[Material for the task]:
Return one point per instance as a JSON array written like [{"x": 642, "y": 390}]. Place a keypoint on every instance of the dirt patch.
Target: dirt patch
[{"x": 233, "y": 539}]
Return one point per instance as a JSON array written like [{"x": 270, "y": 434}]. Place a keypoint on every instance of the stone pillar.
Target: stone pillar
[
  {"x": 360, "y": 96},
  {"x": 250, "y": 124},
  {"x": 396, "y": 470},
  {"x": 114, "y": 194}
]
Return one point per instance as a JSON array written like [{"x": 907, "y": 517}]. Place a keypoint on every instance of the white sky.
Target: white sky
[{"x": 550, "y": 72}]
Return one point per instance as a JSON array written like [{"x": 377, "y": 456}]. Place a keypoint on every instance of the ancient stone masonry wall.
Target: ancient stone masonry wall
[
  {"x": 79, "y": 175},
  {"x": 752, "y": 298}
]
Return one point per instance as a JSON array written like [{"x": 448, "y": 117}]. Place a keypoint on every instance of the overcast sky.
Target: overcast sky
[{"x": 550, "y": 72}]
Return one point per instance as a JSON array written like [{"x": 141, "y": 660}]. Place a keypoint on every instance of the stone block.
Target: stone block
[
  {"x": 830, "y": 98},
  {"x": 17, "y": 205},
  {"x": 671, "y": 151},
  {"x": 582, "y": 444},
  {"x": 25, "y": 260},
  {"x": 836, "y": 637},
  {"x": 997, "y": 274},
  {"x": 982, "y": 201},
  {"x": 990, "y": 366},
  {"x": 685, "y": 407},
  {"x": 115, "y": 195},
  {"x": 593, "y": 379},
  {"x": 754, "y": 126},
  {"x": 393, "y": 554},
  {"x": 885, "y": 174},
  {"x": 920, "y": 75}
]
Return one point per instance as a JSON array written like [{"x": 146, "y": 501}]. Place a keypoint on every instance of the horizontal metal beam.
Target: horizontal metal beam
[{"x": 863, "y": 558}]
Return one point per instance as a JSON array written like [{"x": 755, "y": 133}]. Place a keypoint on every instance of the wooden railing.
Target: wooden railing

[Instructions for the task]:
What you output must match the lines from the beginning of the material through the line with "the stone block." exactly, both ends included.

[Result of this task]:
Return one point per instance as a JSON array written like [{"x": 642, "y": 390}]. Place a keypoint on every instance of the dirt patch.
Target: dirt patch
[{"x": 233, "y": 539}]
Return one point per instance as a JSON array written like [{"x": 270, "y": 434}]. Place a keypoint on every instance of the stone pillar.
Target: stone pillar
[
  {"x": 360, "y": 96},
  {"x": 250, "y": 124},
  {"x": 396, "y": 470},
  {"x": 114, "y": 194}
]
Return one point per instance as a JSON array written like [{"x": 907, "y": 517}]. Place a keypoint on every instance of the white sky.
Target: white sky
[{"x": 550, "y": 72}]
Return one point per instance as a JSON array written like [{"x": 377, "y": 456}]. Place a keypoint on every instance of the ancient stone masonry wall.
Target: ancient stone masonry wall
[
  {"x": 79, "y": 175},
  {"x": 752, "y": 298}
]
Return one point per instance as a JSON array written like [{"x": 448, "y": 117}]. Place a keypoint on every instance of the overcast sky.
Target: overcast sky
[{"x": 550, "y": 72}]
Return one point per instance as a JSON array written like [{"x": 141, "y": 660}]. Place a keypoint on every instance of the stone block.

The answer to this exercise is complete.